• **Data shown**
+++

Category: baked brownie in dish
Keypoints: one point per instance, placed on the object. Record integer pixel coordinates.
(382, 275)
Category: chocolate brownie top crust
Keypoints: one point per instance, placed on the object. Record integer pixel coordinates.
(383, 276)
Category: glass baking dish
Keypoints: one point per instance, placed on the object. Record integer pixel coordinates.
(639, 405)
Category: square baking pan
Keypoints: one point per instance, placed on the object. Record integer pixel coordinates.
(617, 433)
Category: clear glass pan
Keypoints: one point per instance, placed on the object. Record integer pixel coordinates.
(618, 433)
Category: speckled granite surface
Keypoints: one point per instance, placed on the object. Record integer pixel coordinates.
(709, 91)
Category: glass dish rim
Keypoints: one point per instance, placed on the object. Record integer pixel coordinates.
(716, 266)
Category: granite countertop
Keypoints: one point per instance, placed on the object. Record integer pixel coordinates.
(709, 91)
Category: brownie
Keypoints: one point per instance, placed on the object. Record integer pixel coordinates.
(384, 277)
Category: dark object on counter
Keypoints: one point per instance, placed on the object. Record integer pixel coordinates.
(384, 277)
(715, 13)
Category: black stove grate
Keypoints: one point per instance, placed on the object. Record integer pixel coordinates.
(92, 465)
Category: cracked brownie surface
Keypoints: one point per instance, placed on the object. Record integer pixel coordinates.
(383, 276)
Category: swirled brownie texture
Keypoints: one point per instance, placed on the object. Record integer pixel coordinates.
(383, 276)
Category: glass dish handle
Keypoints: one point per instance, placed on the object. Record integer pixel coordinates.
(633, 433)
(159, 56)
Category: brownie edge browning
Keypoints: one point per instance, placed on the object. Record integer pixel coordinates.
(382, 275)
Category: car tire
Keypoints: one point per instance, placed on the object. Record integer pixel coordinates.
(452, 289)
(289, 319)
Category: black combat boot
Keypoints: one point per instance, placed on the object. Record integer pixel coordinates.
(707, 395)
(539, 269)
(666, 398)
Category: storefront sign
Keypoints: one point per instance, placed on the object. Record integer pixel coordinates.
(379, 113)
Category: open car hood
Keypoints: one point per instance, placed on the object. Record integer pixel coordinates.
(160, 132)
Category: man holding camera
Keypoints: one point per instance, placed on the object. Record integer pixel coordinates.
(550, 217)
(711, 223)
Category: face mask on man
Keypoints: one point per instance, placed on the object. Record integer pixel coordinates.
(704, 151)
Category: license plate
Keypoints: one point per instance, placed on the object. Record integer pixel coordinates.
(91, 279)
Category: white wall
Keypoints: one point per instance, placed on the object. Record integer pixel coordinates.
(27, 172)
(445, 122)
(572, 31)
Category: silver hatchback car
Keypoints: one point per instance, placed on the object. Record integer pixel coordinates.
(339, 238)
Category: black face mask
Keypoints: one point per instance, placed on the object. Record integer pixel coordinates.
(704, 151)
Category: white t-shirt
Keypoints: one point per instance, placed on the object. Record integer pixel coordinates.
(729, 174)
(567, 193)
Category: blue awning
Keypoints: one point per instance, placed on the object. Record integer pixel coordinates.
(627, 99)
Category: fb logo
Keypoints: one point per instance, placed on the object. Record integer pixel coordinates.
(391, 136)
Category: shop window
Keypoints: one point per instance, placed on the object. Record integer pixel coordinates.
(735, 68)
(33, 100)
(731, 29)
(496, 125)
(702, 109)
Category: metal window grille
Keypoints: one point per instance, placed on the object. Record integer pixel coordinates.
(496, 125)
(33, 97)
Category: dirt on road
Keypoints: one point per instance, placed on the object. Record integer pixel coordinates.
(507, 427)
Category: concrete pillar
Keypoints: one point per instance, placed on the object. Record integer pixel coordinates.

+++

• **Instructions to follow**
Look above for lines with the word "surface" and copy them all.

• **Final answer**
Category: speckled granite surface
Category: cracked brownie surface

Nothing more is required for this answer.